Dataset records.
☆ ☆ ☆ ☆ ☆

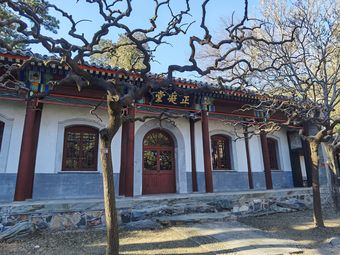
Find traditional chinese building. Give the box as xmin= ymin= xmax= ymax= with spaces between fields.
xmin=0 ymin=51 xmax=326 ymax=201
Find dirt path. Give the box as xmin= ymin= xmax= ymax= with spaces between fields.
xmin=0 ymin=208 xmax=340 ymax=255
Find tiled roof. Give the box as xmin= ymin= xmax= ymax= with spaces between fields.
xmin=0 ymin=48 xmax=257 ymax=100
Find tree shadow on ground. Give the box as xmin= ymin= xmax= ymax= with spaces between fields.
xmin=238 ymin=209 xmax=340 ymax=246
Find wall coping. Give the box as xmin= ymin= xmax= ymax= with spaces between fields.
xmin=0 ymin=187 xmax=329 ymax=215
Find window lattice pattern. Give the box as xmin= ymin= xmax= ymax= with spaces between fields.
xmin=63 ymin=126 xmax=98 ymax=171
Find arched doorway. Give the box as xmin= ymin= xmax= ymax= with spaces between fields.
xmin=142 ymin=129 xmax=176 ymax=195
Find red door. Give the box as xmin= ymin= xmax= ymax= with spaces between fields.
xmin=142 ymin=129 xmax=176 ymax=195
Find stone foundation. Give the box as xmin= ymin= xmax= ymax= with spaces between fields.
xmin=0 ymin=188 xmax=330 ymax=234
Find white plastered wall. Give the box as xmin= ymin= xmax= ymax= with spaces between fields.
xmin=35 ymin=104 xmax=121 ymax=173
xmin=267 ymin=128 xmax=292 ymax=171
xmin=0 ymin=99 xmax=26 ymax=173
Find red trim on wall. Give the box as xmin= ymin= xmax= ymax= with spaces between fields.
xmin=14 ymin=99 xmax=43 ymax=201
xmin=202 ymin=111 xmax=213 ymax=192
xmin=125 ymin=107 xmax=136 ymax=197
xmin=189 ymin=119 xmax=198 ymax=192
xmin=260 ymin=133 xmax=273 ymax=189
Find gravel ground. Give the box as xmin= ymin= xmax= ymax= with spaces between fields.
xmin=0 ymin=209 xmax=340 ymax=255
xmin=239 ymin=208 xmax=340 ymax=247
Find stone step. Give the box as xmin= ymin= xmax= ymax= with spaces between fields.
xmin=155 ymin=212 xmax=235 ymax=226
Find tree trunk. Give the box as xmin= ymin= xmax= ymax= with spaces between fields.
xmin=100 ymin=132 xmax=119 ymax=255
xmin=325 ymin=144 xmax=340 ymax=212
xmin=309 ymin=141 xmax=325 ymax=227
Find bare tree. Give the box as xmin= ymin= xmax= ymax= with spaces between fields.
xmin=0 ymin=0 xmax=294 ymax=254
xmin=215 ymin=0 xmax=340 ymax=227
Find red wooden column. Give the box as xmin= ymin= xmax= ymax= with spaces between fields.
xmin=202 ymin=111 xmax=213 ymax=192
xmin=119 ymin=119 xmax=127 ymax=196
xmin=190 ymin=119 xmax=197 ymax=192
xmin=244 ymin=127 xmax=254 ymax=189
xmin=125 ymin=107 xmax=136 ymax=197
xmin=14 ymin=99 xmax=43 ymax=201
xmin=260 ymin=133 xmax=273 ymax=189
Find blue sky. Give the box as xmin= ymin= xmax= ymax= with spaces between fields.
xmin=32 ymin=0 xmax=258 ymax=78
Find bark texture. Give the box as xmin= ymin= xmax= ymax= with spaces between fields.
xmin=309 ymin=141 xmax=325 ymax=228
xmin=100 ymin=134 xmax=119 ymax=255
xmin=325 ymin=144 xmax=340 ymax=212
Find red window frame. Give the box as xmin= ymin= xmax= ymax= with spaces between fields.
xmin=143 ymin=129 xmax=175 ymax=172
xmin=267 ymin=138 xmax=279 ymax=170
xmin=0 ymin=121 xmax=5 ymax=151
xmin=62 ymin=125 xmax=99 ymax=171
xmin=211 ymin=135 xmax=232 ymax=170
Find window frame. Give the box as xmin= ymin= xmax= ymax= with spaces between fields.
xmin=61 ymin=125 xmax=99 ymax=172
xmin=0 ymin=120 xmax=5 ymax=153
xmin=142 ymin=128 xmax=176 ymax=172
xmin=210 ymin=134 xmax=234 ymax=171
xmin=267 ymin=137 xmax=281 ymax=171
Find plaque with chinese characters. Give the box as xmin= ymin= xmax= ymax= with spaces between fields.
xmin=150 ymin=90 xmax=192 ymax=107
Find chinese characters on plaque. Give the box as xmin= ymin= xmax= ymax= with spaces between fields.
xmin=152 ymin=90 xmax=191 ymax=106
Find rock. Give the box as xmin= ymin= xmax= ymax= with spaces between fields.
xmin=120 ymin=211 xmax=131 ymax=223
xmin=124 ymin=220 xmax=162 ymax=231
xmin=329 ymin=237 xmax=340 ymax=246
xmin=131 ymin=210 xmax=147 ymax=221
xmin=270 ymin=204 xmax=293 ymax=213
xmin=0 ymin=221 xmax=35 ymax=241
xmin=233 ymin=206 xmax=240 ymax=213
xmin=207 ymin=199 xmax=233 ymax=211
xmin=276 ymin=199 xmax=306 ymax=210
xmin=238 ymin=205 xmax=249 ymax=212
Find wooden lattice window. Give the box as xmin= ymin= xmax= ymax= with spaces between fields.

☆ ☆ ☆ ☆ ☆

What to produce. Nothing but the lines from the one with "Find plaque with" through the end of the data above should be repeated, each exactly as it stands.

Written solution.
Find plaque with chinese characters. Give the box as xmin= ymin= xmax= ymax= with spaces between fields.
xmin=150 ymin=90 xmax=192 ymax=107
Find chinese characters on plaque. Give the box as xmin= ymin= xmax= ymax= with spaces between fields.
xmin=152 ymin=90 xmax=191 ymax=106
Find rock. Give the box as xmin= ymin= xmax= ymax= with spaces between fields.
xmin=120 ymin=211 xmax=131 ymax=223
xmin=124 ymin=220 xmax=162 ymax=231
xmin=329 ymin=237 xmax=340 ymax=246
xmin=131 ymin=210 xmax=147 ymax=221
xmin=270 ymin=204 xmax=293 ymax=213
xmin=0 ymin=221 xmax=35 ymax=241
xmin=233 ymin=206 xmax=240 ymax=213
xmin=207 ymin=199 xmax=233 ymax=211
xmin=276 ymin=199 xmax=306 ymax=210
xmin=238 ymin=205 xmax=249 ymax=212
Find wooden lattice window. Give the box as xmin= ymin= xmax= ymax= with spaces between fields.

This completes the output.